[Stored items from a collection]

════════════════════

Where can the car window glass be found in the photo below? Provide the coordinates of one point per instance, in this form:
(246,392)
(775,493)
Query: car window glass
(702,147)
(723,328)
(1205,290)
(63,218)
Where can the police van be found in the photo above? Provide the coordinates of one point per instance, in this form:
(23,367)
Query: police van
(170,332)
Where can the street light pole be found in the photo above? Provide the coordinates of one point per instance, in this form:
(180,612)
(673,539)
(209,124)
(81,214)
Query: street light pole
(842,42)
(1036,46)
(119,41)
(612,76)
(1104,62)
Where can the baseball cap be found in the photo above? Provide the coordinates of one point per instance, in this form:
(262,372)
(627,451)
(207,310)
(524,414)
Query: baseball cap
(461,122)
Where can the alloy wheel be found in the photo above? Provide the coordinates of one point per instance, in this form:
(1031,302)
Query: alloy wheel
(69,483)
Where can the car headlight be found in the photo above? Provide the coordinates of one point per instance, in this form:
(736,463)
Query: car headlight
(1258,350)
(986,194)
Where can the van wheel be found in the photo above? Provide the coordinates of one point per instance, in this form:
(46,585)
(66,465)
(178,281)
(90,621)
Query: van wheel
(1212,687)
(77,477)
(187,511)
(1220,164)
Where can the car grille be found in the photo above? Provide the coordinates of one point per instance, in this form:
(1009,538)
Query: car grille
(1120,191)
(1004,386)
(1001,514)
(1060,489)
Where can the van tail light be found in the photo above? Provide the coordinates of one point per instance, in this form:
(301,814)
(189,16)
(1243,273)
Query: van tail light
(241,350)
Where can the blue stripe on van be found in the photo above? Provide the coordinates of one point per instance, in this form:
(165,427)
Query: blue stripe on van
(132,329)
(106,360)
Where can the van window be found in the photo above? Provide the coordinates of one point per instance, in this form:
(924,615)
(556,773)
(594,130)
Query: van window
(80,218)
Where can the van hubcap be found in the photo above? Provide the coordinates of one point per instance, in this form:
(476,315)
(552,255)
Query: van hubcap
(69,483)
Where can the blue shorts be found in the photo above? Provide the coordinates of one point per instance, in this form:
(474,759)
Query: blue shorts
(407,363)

════════════════════

The records are to be retyped exactly. No line may be skipped.

Where can the car window glass be found in the photo below? Provide the coordinates of one point per instance, in this form:
(246,392)
(775,493)
Query: car window glass
(702,147)
(723,328)
(1205,290)
(63,218)
Where can the police van be found in the photo above? Provide the coordinates of one point per instance, in this form:
(23,367)
Query: police van
(170,332)
Where can the street light pole be found in the photo above? Provide the coordinates of one point per instance, in this form:
(180,612)
(673,539)
(209,124)
(81,214)
Query: street light pole
(842,42)
(1036,46)
(119,41)
(612,76)
(1104,62)
Where can the baseball cap be found in the photo above? Provide the coordinates of one point per instance, in this form:
(262,372)
(627,451)
(207,310)
(524,414)
Query: baseball cap
(461,122)
Where can the alloy wheel be found in the photo above? Provide the coordinates of one point per instance, in this form:
(1031,302)
Query: alloy wheel
(69,483)
Where can the car headlight be found in the photo above? Provide the coordinates of one point per instance, in this form:
(736,463)
Query: car headlight
(1258,350)
(986,194)
Where can the van wheel be found in the photo above? Provide the coordinates of one point per instance, in this form:
(46,585)
(66,465)
(178,281)
(90,621)
Query: van wheel
(1212,687)
(77,477)
(187,511)
(1220,164)
Where can the car grille be found in the photo above? Provide the coordinates of one point per instance, in this form:
(1009,538)
Query: car grille
(1120,191)
(1004,386)
(1001,514)
(1060,489)
Where can the van tail light be found in the photo above? Provide the coordinates of one point per instance, in this form:
(301,814)
(189,16)
(1243,273)
Query: van tail light
(241,350)
Where can the blue stripe on van be found in the photo above? Provide the coordinates of one point per instance, in this form:
(165,427)
Query: blue stripe on van
(132,329)
(106,360)
Where can the van window be found in the photo above? Provide the coordinates of one point per instance, in this form:
(924,615)
(556,773)
(594,130)
Query: van window
(80,218)
Where can the van hubcap be found in the photo above? Provide the coordinates of one point per instance, in this form:
(476,315)
(552,255)
Query: van hubcap
(69,483)
Where can the blue shorts be found in the photo above? Provide the coordinates of one point per instance, in this form:
(474,759)
Query: blue shorts
(407,363)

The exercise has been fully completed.